ASSIGNED TASK:
Give the records again in full, exactly as they appear.
★ ★ ★ ★ ★ ★ ★
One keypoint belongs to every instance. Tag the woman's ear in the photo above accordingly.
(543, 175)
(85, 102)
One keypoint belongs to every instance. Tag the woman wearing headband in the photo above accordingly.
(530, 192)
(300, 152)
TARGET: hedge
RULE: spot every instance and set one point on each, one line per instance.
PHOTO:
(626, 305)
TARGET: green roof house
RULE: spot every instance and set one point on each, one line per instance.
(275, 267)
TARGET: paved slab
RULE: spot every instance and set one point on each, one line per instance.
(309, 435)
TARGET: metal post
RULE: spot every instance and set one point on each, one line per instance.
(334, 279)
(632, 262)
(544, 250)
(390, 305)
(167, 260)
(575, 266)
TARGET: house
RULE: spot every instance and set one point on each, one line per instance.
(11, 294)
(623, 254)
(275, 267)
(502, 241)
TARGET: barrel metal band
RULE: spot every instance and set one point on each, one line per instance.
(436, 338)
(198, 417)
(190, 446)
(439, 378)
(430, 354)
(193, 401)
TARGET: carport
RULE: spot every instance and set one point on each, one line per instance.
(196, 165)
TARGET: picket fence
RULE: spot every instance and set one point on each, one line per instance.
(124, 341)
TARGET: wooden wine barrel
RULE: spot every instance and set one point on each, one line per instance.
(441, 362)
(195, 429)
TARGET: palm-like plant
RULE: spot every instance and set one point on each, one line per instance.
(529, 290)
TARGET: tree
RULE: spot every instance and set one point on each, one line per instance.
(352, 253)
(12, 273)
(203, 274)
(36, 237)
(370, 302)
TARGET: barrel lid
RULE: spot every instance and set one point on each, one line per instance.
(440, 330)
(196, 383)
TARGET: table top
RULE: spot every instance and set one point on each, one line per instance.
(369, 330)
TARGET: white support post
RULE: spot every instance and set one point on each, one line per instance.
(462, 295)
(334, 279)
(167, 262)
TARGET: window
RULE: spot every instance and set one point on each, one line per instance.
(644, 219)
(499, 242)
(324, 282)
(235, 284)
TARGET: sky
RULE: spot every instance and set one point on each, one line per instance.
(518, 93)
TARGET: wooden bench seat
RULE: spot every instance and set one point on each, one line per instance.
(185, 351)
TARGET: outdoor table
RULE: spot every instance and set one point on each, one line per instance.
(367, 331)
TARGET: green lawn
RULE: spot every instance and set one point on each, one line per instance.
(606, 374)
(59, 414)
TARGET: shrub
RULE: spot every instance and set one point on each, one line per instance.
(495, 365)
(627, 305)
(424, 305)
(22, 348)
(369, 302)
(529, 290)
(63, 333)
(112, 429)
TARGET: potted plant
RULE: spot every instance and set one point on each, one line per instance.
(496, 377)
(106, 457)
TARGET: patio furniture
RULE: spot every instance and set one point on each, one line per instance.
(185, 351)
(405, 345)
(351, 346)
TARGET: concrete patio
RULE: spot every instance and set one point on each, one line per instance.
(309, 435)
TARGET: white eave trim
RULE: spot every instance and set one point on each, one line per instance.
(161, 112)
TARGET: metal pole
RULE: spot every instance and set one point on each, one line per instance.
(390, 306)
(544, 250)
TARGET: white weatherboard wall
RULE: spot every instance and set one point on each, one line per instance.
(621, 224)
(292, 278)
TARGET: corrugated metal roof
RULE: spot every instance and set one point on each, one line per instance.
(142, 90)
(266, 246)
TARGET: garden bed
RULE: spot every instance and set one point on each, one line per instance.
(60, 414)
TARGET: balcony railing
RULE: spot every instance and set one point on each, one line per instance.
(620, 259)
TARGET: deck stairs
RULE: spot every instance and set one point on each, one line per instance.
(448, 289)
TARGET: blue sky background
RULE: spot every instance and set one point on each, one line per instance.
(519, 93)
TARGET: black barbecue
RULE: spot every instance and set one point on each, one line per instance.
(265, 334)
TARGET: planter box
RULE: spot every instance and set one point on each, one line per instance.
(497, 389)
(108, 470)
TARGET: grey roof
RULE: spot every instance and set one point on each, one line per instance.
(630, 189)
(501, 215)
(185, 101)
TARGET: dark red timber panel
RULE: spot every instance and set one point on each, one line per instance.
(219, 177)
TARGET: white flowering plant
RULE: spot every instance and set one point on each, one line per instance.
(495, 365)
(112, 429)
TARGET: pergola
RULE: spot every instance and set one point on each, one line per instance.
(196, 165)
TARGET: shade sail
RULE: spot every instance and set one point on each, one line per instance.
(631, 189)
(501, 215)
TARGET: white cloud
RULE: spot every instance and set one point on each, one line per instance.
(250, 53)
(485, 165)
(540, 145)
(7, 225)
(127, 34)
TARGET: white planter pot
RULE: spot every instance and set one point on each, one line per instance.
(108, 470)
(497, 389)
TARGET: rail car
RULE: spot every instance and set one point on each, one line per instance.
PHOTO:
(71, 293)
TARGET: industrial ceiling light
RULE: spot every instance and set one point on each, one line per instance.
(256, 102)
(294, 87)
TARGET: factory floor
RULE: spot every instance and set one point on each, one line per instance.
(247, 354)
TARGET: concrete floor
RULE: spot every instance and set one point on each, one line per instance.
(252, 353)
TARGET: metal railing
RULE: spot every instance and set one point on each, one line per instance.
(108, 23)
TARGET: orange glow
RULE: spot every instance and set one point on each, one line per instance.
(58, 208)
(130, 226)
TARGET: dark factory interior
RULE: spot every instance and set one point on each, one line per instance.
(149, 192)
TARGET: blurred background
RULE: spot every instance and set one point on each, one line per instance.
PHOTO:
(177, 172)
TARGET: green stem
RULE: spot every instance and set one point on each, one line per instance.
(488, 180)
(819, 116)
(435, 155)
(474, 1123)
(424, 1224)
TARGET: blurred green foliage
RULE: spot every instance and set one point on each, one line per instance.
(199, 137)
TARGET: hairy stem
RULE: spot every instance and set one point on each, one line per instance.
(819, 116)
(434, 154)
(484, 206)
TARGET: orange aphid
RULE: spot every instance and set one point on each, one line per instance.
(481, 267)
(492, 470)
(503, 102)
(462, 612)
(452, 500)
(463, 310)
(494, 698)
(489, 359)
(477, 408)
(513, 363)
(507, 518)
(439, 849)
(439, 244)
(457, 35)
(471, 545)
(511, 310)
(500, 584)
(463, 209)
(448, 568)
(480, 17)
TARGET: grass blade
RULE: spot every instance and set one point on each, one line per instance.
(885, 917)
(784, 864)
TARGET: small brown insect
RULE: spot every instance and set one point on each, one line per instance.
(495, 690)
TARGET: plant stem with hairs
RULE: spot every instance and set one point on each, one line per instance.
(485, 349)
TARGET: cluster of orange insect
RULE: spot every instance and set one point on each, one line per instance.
★ ★ ★ ★ ★ ★ ★
RESPONSE:
One keypoint belongs to every instance. Tag the woman's ear in the photo above accordingly.
(543, 175)
(85, 102)
One keypoint belongs to every instance. Tag the woman wearing headband in the photo above accordingly.
(530, 192)
(300, 152)
TARGET: hedge
RULE: spot every instance and set one point on each, one line per instance.
PHOTO:
(626, 305)
TARGET: green roof house
RULE: spot every instance and set one point on each, one line per instance.
(275, 267)
TARGET: paved slab
RULE: spot every instance and set one point on each, one line per instance.
(309, 435)
TARGET: metal post
RULE: spot every instance and set one point on each, one line per instance.
(334, 279)
(632, 262)
(544, 250)
(390, 305)
(167, 260)
(575, 266)
TARGET: house
RULE: spot every instance and set one point on each, one line per instance.
(11, 294)
(623, 254)
(275, 267)
(502, 241)
TARGET: barrel metal band
RULE: spot every instance and set one point on each, one line per instance.
(436, 338)
(198, 417)
(190, 446)
(439, 378)
(430, 354)
(193, 401)
TARGET: carport
RULE: spot every instance and set one point on each, one line per instance.
(196, 165)
TARGET: picket fence
RULE: spot every instance and set one point on each, one line per instance.
(124, 341)
TARGET: wooden wine barrel
RULE: spot every instance and set one point on each, one line per instance.
(441, 362)
(195, 429)
TARGET: palm-like plant
RULE: spot every instance and set one point on each, one line per instance.
(529, 290)
TARGET: tree
RULE: spot every instance and set one point on each, one line per instance.
(352, 253)
(12, 273)
(203, 274)
(36, 237)
(370, 302)
TARGET: barrel lid
RULE: spot every instance and set one point on each, one line per instance.
(440, 330)
(196, 383)
TARGET: table top
RULE: spot every instance and set one point on each, one line per instance.
(369, 330)
TARGET: white support post
RULE: spot every instance and set one point on each, one line per instance.
(462, 295)
(334, 279)
(167, 262)
TARGET: window
RULE: spot every instance and set one point on each, one line per instance.
(644, 219)
(499, 242)
(324, 282)
(235, 284)
TARGET: sky
RULE: spot every instance and set one point on each, one line per instance.
(518, 93)
TARGET: wooden bench seat
RULE: spot every instance and set one point on each, one line per instance.
(185, 351)
TARGET: outdoor table
RULE: spot every instance and set one point on each, one line per instance.
(367, 331)
TARGET: green lawn
RULE: spot every instance and set one point on each, one line per instance.
(606, 374)
(59, 414)
TARGET: shrub
RULE: spot every instance and set one point on each, one line per instance.
(495, 365)
(627, 305)
(424, 305)
(22, 348)
(369, 302)
(529, 290)
(63, 333)
(112, 429)
TARGET: potted plant
RULE: spot every instance and set one point on each, one line per instance.
(496, 377)
(106, 457)
TARGET: patio furniture
RULE: spot every instance and set one point on each, one line per instance.
(185, 351)
(405, 345)
(351, 346)
TARGET: concrete patio
RULE: spot every instance and set one point on each, one line per instance.
(309, 435)
TARGET: white eave trim
RULE: spot every instance and set one point on each, one line per instance.
(161, 112)
TARGET: metal pole
RULE: spot every instance and set one point on each, one line per instance.
(390, 306)
(544, 250)
TARGET: white weatherboard wall
RULE: spot every instance and set one point on each, one line per instance.
(621, 224)
(292, 278)
TARGET: corrugated metal roof
RULE: spot every instance and set one point on each, one line per instance.
(142, 90)
(266, 246)
TARGET: garden bed
RULE: spot every instance and set one point on each, one line per instance.
(60, 414)
TARGET: balcony railing
RULE: spot every instance and set one point on each, one line per instance.
(620, 259)
TARGET: deck stairs
RULE: spot every instance and set one point on each, one line per instance.
(448, 289)
TARGET: blue sky background
RULE: spot every instance and set one point on each, one line per instance.
(519, 93)
TARGET: black barbecue
RULE: spot every instance and set one point on each, one line per instance.
(265, 334)
TARGET: planter box
RULE: spot every instance and set one point on each, one line per instance.
(497, 389)
(108, 470)
TARGET: grey roof
RULE: spot every instance and set one point on each, one line per instance.
(630, 189)
(501, 215)
(185, 101)
TARGET: dark red timber panel
RULE: spot every instance and set one point on each, one line per instance.
(219, 177)
TARGET: white flowering plant
RULE: spot every instance and set one point on each, one line per instance.
(495, 365)
(112, 429)
TARGET: pergola
RULE: spot every instance and set one point on each, one line per instance.
(196, 165)
TARGET: shade sail
RULE: spot every instance and set one point on each, one line per instance.
(631, 189)
(501, 215)
TARGET: white cloud
RULE: spot every instance and set one point on each, one line per instance.
(250, 53)
(485, 165)
(540, 145)
(7, 225)
(127, 34)
TARGET: white planter pot
RULE: spot every instance and set one point on each, one line per instance.
(108, 470)
(497, 389)
TARGET: rail car
RULE: spot every instance and set one point on each, one line per instance.
PHOTO:
(71, 293)
TARGET: industrial ceiling light
RULE: spot every instance and set one point on each, one line per instance.
(256, 102)
(294, 87)
TARGET: factory floor
RULE: spot every instance and set one point on each, one line per instance.
(247, 354)
TARGET: concrete floor
RULE: spot every instance and set one point on each, one line per instance.
(252, 353)
TARGET: metal railing
RULE: spot every instance and set one point on each, one line per instance.
(108, 23)
TARGET: orange glow
RULE: spot every instance and set one point on each, one line per instance.
(58, 208)
(130, 226)
TARGET: dark factory interior
RULE: spot every instance and set one point on each, one line per instance.
(149, 192)
TARGET: blurred background
RULE: spot every instance and set one point on each, one line per instance.
PHOTO:
(177, 172)
TARGET: green stem
RULE: spot every instance and set one point on each, one line per instance.
(488, 180)
(819, 116)
(435, 155)
(474, 1123)
(424, 1224)
TARGET: blurred green foliage
RULE: spot every instance and set one point on each, one line per instance.
(199, 137)
TARGET: hairy stem
RULE: spot every instance and set one point on each, one line per instance.
(819, 116)
(434, 154)
(484, 206)
TARGET: orange aphid
RULE: spot every instance and set one point on each, one line per instance.
(481, 267)
(492, 470)
(503, 102)
(462, 612)
(452, 500)
(463, 310)
(494, 698)
(489, 359)
(477, 408)
(513, 363)
(507, 518)
(439, 849)
(439, 244)
(457, 35)
(471, 545)
(511, 310)
(500, 584)
(463, 209)
(448, 568)
(480, 17)
TARGET: grass blade
RULE: spot every instance and set one point on each, one line per instance.
(885, 917)
(784, 864)
TARGET: small brown insect
RULE: spot every instance and set one point on each, one line per instance.
(495, 690)
TARGET: plant stem with hairs
RULE: spot every instance and set one point on each, one line per instance.
(485, 349)
TARGET: cluster of orange insect
RULE: spot every instance and set one point on each, one line per instance.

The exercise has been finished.